*** DATA SUPPLIED
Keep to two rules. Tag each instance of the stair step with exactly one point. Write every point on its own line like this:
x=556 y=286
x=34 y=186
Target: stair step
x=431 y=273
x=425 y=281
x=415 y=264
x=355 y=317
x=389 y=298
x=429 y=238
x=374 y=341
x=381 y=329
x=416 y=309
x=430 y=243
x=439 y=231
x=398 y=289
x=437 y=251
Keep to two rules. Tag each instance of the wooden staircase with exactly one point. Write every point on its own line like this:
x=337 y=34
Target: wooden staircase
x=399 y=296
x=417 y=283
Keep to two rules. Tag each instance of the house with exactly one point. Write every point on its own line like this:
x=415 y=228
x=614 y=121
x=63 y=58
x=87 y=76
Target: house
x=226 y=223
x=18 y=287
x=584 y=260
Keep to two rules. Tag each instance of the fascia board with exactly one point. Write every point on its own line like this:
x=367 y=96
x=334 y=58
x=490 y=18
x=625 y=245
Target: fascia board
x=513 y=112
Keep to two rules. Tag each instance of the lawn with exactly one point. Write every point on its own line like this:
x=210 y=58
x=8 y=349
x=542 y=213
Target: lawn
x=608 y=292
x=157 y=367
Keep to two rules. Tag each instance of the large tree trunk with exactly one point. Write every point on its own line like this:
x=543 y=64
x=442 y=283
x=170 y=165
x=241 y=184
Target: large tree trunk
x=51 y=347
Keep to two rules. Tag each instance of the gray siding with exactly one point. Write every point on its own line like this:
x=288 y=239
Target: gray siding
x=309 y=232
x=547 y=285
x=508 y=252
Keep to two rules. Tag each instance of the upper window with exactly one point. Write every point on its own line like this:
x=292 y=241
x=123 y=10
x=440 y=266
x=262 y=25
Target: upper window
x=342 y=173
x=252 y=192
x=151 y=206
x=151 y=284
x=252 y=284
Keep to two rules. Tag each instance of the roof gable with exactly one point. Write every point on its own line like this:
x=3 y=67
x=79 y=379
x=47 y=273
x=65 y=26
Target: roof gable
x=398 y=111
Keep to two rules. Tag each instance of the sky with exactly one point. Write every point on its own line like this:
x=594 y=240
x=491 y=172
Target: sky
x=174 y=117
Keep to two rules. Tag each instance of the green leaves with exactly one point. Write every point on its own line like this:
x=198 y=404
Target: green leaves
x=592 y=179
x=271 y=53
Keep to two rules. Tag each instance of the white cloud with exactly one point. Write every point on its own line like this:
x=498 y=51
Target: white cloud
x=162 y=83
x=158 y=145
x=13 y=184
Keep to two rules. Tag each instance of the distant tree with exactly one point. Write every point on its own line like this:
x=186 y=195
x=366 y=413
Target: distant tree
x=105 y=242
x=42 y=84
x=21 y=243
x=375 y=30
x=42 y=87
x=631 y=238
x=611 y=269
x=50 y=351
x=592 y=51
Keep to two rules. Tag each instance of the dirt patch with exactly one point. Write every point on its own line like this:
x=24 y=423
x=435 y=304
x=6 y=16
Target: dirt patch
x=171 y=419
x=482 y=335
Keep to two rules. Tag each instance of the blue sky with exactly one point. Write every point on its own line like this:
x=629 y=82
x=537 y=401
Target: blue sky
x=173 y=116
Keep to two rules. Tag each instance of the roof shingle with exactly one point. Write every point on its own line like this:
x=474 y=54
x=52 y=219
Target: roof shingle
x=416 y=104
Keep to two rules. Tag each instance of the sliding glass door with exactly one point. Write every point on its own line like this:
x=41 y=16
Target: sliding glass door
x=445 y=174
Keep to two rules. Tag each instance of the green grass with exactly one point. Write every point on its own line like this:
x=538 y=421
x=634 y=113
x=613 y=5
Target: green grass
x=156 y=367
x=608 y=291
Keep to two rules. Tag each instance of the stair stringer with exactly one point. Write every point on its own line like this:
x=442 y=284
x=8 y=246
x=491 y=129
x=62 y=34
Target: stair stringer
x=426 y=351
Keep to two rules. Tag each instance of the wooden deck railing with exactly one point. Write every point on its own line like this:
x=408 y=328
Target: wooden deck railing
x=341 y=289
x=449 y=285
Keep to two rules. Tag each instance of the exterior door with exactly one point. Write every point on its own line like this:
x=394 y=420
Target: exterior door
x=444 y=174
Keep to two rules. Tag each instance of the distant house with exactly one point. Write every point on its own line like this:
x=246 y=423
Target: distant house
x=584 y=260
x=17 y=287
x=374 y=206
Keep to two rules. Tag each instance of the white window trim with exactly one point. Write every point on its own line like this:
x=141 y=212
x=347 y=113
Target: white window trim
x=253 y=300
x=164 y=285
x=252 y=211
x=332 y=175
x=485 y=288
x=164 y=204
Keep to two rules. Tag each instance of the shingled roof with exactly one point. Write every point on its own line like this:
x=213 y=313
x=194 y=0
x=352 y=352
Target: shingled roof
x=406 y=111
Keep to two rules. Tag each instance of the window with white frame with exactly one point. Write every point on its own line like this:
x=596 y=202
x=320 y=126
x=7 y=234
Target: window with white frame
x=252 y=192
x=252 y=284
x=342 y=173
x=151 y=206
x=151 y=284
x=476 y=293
******
What you give back should be only the lines of the records above, starting at the line with "x=614 y=121" and ending at the line with "x=542 y=213", restated word for word.

→ EXERCISE SOLUTION:
x=614 y=121
x=63 y=58
x=87 y=76
Target: house
x=226 y=223
x=18 y=287
x=584 y=260
Keep to two rules. Tag each instance of the fascia board with exactly one point. Write every point on its own line like this:
x=367 y=96
x=334 y=58
x=490 y=18
x=625 y=245
Target: fascia board
x=513 y=112
Keep to two rules. Tag each instance of the lawn with exactly one point. Write every point on its own line like this:
x=210 y=58
x=8 y=349
x=542 y=213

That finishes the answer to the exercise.